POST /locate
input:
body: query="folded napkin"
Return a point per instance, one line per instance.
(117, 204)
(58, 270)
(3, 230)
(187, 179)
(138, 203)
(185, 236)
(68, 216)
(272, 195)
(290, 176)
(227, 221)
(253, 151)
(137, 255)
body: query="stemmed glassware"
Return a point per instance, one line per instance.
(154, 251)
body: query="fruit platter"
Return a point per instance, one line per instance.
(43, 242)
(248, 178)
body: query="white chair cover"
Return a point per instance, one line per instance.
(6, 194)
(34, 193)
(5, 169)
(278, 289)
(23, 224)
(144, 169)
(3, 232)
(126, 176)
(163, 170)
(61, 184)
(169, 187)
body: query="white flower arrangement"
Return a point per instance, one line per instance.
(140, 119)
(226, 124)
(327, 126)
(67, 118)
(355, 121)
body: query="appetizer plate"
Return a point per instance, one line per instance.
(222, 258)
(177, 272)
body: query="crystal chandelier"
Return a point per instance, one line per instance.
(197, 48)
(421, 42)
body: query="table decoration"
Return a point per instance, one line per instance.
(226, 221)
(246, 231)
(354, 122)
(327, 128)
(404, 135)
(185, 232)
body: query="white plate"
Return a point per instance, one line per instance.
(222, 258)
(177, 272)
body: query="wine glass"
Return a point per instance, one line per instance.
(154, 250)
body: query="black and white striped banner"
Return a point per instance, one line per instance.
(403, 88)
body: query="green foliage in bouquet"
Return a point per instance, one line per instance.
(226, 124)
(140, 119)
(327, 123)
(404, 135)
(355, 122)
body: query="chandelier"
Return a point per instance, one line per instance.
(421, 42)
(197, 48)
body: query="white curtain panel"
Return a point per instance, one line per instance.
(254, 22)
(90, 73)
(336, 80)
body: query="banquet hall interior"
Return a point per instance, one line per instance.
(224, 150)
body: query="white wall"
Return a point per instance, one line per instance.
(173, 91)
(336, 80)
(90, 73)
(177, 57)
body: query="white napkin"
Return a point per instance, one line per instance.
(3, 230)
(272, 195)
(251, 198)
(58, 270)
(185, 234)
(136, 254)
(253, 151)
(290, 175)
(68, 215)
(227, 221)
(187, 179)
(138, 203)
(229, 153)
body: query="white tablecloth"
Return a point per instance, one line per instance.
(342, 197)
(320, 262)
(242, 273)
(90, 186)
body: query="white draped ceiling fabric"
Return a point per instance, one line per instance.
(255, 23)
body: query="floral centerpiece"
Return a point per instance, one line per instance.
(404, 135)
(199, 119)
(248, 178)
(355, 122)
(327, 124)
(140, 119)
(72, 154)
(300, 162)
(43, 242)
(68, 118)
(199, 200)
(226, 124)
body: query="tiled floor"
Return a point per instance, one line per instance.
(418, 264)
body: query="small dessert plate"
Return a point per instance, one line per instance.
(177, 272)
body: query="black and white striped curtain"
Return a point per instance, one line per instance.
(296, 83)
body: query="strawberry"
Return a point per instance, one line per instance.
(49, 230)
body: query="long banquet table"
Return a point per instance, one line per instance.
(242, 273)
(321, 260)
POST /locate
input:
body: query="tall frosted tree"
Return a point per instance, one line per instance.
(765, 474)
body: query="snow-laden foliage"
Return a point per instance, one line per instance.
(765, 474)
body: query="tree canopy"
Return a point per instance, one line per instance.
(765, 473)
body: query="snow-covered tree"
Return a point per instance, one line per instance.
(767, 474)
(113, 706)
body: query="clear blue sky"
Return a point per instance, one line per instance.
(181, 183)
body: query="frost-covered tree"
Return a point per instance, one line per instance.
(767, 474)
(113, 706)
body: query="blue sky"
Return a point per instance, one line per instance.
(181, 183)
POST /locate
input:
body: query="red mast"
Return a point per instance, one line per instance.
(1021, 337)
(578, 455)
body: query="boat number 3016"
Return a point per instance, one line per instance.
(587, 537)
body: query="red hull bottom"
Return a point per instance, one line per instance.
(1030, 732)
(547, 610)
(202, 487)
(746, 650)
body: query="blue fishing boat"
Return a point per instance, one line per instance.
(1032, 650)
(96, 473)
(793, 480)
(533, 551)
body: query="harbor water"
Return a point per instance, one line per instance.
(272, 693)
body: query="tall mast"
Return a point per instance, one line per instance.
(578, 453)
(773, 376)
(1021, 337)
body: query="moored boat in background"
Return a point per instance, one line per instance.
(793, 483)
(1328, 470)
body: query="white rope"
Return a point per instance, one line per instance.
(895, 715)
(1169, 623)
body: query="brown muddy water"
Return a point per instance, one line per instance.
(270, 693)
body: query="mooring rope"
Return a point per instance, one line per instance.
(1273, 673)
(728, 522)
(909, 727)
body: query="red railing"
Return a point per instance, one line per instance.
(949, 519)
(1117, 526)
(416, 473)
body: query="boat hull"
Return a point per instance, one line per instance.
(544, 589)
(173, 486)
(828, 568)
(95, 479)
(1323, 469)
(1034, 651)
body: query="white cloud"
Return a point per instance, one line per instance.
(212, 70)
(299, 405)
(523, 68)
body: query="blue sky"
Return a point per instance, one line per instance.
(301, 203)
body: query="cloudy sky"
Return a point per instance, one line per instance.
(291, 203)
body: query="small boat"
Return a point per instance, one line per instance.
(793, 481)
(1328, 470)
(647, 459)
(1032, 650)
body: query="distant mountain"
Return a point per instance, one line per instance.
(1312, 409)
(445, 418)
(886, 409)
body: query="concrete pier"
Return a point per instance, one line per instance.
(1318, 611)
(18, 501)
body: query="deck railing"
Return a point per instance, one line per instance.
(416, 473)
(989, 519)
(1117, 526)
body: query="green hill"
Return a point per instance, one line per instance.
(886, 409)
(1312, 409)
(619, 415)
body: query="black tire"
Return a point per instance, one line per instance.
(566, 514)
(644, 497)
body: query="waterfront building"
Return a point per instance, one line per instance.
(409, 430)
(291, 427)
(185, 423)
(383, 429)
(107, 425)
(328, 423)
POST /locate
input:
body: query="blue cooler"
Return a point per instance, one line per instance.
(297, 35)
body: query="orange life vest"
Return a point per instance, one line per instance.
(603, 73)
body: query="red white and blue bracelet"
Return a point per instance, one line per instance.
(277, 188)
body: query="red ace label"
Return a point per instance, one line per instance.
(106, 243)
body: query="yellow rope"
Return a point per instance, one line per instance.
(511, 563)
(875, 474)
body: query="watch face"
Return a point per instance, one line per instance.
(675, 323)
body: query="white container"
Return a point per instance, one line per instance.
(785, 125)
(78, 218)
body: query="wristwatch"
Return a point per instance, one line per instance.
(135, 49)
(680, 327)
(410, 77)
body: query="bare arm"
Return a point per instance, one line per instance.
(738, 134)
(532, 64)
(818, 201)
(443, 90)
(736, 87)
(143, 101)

+-------+

• **Set problem**: Go back to the data above and please quote exactly, and only, the lines from the line with "white and blue" through its last line.

• **The output**:
body: query="red white and blue bracelet"
Return a point per instance, one line per instance.
(277, 188)
body: query="red ace label"
Return a point per instance, one line per instance.
(106, 243)
body: query="yellow rope"
Return a point per instance, one line per instance.
(511, 563)
(875, 474)
body: query="watch face"
Return a point per instance, one line per instance.
(675, 323)
body: query="white container"
Return a point per instance, one line per instance.
(785, 125)
(78, 218)
body: query="wristwatch"
Return a point per instance, one line per instance.
(135, 49)
(680, 327)
(410, 77)
body: query="bare arm"
Return a point per instance, one line per instance.
(738, 134)
(532, 64)
(818, 201)
(443, 90)
(736, 87)
(143, 101)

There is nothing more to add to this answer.